• [Text excerpt]:
Kanizsa-like illusory figures shorten simple manual reaction time

How to Cite this Article

Poscoliero, T., & Girelli, M. (2026). Kanizsa-like illusory figures shorten simple manual reaction time. i-Perception, 17(2), 1–9. https://doi.org/10.1177/20416695251411826

Introduction

It is well known that simple manual reaction time (RT) is modulated by stimulus intensity (Piéron, 1914; Wundt, 1874; see also Pins & Bonnet, 1996, 2000). Sperandio et al. (2009) found that simple RT is also modulated by stimuli that have the same luminous flux and the same retinal size but differ in terms of perceived size. In this study luminance was adjusted to equate the luminous flux for stimuli of different size and RT to a stimulus perceived bigger than another resulted faster even if the two stimuli were equal in terms of luminous flux and retinal size. In other words, authors found that simple RT reflects scaling constancy. They also found (Sperandio et al., 2010) that simple RT can be modulated by visual illusions leading to a misperception of size. Specifically, the authors tested the Ebbinghaus-Titchener illusion, based on size contrast mechanism (Gregory, 2005), and Ponzo illusion based on constancy scaling mechanism. In the Ebbinghaus-Titchener illusion the finding was that the circle perceived as bigger was responded to faster than that perceived as smaller. Therefore, simple manual RT reflects perceived rather than retinal size (e.g., constancy scaling and size contrast).

These results are interesting because a physical index of a simple motor behavior, as the simple manual reaction to the detection of the stimulus onset, can reflect not only the physical parameters of the stimulus but also its perceptual, i.e., phenomenal features. Starting from the dissociation between “vision for perception” system (ventral stream, projecting from primary visual cortex to inferior temporal cortex), and “vision for action” system (dorsal stream, projecting from primary visual cortex to superior parietal cortex and intraparietal sulcus), Sperandio et al. (2010) argued that simple RT should be controlled by the dorsal stream and should not reflect perceptual mechanisms such as constancy scaling and size contrast. Indeed, these two systems subserve different kinds of visual information processing: the ventral stream is mainly involved in objects recognition and visual features analysis while the dorsal stream is mainly involved in visually guided actions (Milner & Goodale, 2008). On the basis of their findings, Sperandio et al. (2009), instead, hypothesized that a simple manual reaction is more likely subserved by the ventral “vision for perception” stream rather than by dorsal stream “vision for action”. It is also possible that RT modulation could be related to perceived distance rather than constancy scaling and size contrast mechanisms, indeed object-observer relationship is essential in the “vision for action” system. Since perceived size, subserved by “vision for perception” ventral stream, and perceived distance, subserved by “vision for action” dorsal stream, are closely related, further experiments should be conducted in order to disambiguate the contribution of these two phenomena and their respective neural correlates.

• [Exercise tasks]:
• 1. Count the lines in the rows below that contain the word "walkway", treating uppercase and lowercase as different, and give only the number.
• 2. Resume the passage above on illusory figures and manual reaction time, writing on from its final sentence.

• [Supplied entries]:
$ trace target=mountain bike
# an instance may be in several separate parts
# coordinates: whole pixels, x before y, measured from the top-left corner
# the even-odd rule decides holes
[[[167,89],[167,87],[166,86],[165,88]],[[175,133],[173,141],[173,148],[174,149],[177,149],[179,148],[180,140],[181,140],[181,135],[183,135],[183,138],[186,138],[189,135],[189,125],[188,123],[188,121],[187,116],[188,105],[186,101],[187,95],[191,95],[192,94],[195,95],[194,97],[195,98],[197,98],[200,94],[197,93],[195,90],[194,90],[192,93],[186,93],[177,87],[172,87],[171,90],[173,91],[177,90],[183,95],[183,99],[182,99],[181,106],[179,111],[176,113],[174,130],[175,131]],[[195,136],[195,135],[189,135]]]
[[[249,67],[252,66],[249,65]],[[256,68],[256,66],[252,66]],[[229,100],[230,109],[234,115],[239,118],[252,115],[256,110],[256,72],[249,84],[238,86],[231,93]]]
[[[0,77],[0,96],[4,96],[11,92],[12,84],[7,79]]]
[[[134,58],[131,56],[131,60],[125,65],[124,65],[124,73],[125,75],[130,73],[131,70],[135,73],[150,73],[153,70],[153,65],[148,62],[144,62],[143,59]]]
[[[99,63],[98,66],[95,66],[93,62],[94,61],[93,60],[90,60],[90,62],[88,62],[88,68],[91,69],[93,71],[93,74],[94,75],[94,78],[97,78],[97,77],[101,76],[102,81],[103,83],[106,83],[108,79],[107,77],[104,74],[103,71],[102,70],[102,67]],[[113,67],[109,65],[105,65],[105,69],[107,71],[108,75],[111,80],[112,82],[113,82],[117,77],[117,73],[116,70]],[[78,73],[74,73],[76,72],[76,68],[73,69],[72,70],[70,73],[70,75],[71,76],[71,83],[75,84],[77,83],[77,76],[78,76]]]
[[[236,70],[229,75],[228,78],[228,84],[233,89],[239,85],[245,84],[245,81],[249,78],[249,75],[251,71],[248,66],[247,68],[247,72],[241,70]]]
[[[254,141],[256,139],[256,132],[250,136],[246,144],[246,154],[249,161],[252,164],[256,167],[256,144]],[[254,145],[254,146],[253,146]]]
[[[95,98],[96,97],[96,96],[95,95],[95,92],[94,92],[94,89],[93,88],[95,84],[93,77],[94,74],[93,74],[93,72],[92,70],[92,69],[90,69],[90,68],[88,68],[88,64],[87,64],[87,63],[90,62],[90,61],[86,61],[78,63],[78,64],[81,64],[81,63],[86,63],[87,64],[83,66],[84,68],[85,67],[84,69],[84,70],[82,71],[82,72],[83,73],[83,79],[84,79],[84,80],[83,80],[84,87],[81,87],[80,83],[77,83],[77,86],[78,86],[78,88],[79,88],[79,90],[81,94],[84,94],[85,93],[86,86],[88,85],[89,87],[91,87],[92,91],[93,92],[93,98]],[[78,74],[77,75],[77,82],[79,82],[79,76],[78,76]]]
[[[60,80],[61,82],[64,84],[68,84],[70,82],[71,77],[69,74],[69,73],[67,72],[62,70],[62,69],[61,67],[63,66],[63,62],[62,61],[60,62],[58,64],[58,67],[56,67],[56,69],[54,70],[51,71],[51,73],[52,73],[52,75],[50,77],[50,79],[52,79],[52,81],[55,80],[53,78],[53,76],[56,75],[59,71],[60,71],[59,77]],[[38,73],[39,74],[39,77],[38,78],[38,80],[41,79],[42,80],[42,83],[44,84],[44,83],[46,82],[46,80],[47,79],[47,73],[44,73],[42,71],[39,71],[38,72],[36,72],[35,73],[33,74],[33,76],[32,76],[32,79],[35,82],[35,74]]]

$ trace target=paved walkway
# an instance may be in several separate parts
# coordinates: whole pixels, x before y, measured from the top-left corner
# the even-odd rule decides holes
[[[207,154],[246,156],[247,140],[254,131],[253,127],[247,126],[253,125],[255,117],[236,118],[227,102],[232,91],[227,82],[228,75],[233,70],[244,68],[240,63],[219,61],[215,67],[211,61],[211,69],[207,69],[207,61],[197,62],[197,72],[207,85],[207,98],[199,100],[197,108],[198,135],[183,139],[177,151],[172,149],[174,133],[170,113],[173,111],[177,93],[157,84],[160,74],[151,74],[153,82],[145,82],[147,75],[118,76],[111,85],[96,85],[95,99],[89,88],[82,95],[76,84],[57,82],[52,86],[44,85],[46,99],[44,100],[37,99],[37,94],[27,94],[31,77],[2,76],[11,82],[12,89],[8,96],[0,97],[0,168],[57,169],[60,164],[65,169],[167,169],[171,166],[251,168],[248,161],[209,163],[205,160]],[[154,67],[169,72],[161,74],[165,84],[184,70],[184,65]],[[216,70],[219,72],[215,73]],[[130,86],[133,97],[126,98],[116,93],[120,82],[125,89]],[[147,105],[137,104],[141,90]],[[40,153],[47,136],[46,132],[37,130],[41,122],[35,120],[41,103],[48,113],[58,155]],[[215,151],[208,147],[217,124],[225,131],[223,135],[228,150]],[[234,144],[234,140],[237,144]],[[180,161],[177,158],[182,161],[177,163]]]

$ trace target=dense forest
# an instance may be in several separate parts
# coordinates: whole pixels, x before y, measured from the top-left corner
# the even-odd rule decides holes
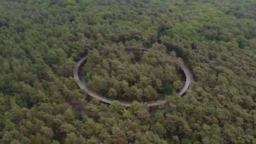
[[[0,143],[256,143],[255,20],[254,0],[0,1]],[[156,47],[188,65],[193,90],[172,81],[153,113],[84,99],[81,57]]]
[[[183,86],[178,65],[182,62],[167,55],[164,45],[134,54],[116,46],[88,52],[84,69],[91,91],[113,100],[144,102],[163,99]]]

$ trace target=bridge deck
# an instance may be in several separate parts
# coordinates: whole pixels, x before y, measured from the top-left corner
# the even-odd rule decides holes
[[[142,49],[143,51],[147,51],[148,49],[146,48]],[[126,51],[126,52],[135,52],[136,51],[131,50],[131,51]],[[85,91],[87,92],[87,94],[91,97],[97,99],[101,101],[104,103],[111,104],[112,104],[113,101],[114,100],[108,99],[107,98],[102,97],[95,93],[94,93],[91,91],[90,91],[87,87],[86,85],[85,81],[84,79],[83,75],[79,74],[78,74],[78,69],[79,68],[82,68],[84,65],[84,63],[88,58],[87,55],[82,57],[80,60],[77,62],[76,67],[74,68],[73,74],[74,76],[74,78],[76,80],[77,85],[80,87],[80,88],[84,89]],[[181,89],[181,91],[178,93],[178,94],[180,95],[183,95],[185,94],[187,90],[188,89],[192,89],[192,85],[191,85],[191,82],[193,81],[193,76],[192,75],[192,73],[188,68],[188,67],[184,64],[183,66],[181,67],[182,70],[184,71],[185,77],[186,77],[186,82],[185,85]],[[165,104],[166,103],[165,100],[162,100],[159,101],[162,104]],[[119,101],[120,103],[126,107],[130,107],[130,105],[132,103],[130,102],[125,102],[125,101]],[[147,103],[148,104],[149,107],[157,106],[159,105],[159,101],[152,101],[152,102],[148,102]]]

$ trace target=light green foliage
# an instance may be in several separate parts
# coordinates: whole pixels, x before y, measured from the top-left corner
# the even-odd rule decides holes
[[[255,8],[253,0],[1,1],[0,143],[256,143]],[[150,49],[142,56],[125,47]],[[85,100],[73,79],[85,55],[96,92],[141,101],[173,93],[154,113],[137,101],[126,109]],[[195,82],[181,97],[184,64]]]

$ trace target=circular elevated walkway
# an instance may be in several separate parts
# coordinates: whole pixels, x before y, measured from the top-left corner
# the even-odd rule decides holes
[[[138,49],[131,49],[130,50],[126,50],[125,51],[126,52],[135,52],[136,51],[136,50],[138,50]],[[142,48],[140,50],[143,52],[144,51],[147,51],[148,49]],[[86,62],[87,58],[88,58],[88,56],[87,55],[86,55],[84,56],[83,57],[82,57],[81,59],[80,59],[79,61],[77,62],[77,65],[73,70],[73,76],[74,76],[74,78],[77,81],[77,85],[80,87],[80,88],[85,89],[85,91],[87,92],[87,94],[89,95],[94,98],[97,99],[101,101],[106,103],[107,104],[112,104],[113,101],[115,101],[115,100],[110,99],[108,99],[107,98],[102,97],[92,92],[87,87],[85,81],[84,80],[84,79],[83,73],[81,73],[81,71],[80,71],[81,70],[82,70],[82,68],[85,64]],[[181,68],[184,71],[184,73],[185,74],[185,75],[186,77],[186,82],[185,83],[185,85],[181,89],[181,91],[178,93],[178,94],[180,95],[183,95],[185,93],[188,89],[192,89],[191,82],[192,81],[193,81],[194,79],[193,79],[193,76],[192,75],[192,73],[191,72],[191,71],[189,70],[189,69],[186,65],[183,64],[182,66],[181,67]],[[151,106],[155,106],[159,105],[160,104],[159,102],[160,102],[161,104],[165,104],[166,103],[165,100],[159,100],[159,101],[155,101],[147,102],[146,103],[148,104],[149,107],[151,107]],[[132,104],[132,103],[131,102],[125,102],[125,101],[119,101],[119,103],[121,105],[126,107],[130,107],[130,105]]]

• [Written responses]:
• 1. 2

• 2.
The focus of the present work was to provide evidence of a simple RT shortening by two kinds of Kanizsa-like illusory figures derived from those described, in detail, by Kanizsa (1955) with four phenomenal properties as the following:

(I) In a particular region of the visual field, transformations of brightness and/or mode-of-appearance occur that phenomenally distinguish that region from contiguous regions, even though stimulation from all regions is the same. (II) Phenomenally, the region undergoes a displacement in the third dimension, and is seen as situated in front of or over the rest of the field. (III) The region possesses a more or less clear margin, which separates it from the contiguous areas, and also crosses regions where there is no quantitative or qualitative change in the stimulation. (IV) When conditions are optimal, all above interconnected phenomenal aspects (chromatic transformation, displacement in the third dimension, presence of the margin) are compelling and acquire a modal character that distinguishes them from the perception of merely virtual lines.

Specifically, we tested two experimental conditions in which whether the inducers were rotated leading to the formation of the figure or not, the physical stimulation was the same both in terms of average luminance and retinal size of the single elements, therefore it was possible to evaluate only the role of the phenomenal illusory figure emerging from these specific stimulation configurations in shortening simple RT. The two kinds of Kanizsa-like figures used in the present study refer to two different types of inducers (see the Methods). The compelling perception of the illusory figure is the result of many perceptual processes that allow amodal margins of the illusory figure to become perceptually modal and the tendency of amodally completing the inducers “behind”, because partially “occluded” by the illusory figure, and boosting the illusory figure formation itself. The real portions of the margins in the inducers, requiring each other as is thought in the Gestalt theory, trigger the modal completion of the gap where no physical discontinuity exists but the phenomenal margin is extended and completed effortlessly to the point that it becomes compellingly real.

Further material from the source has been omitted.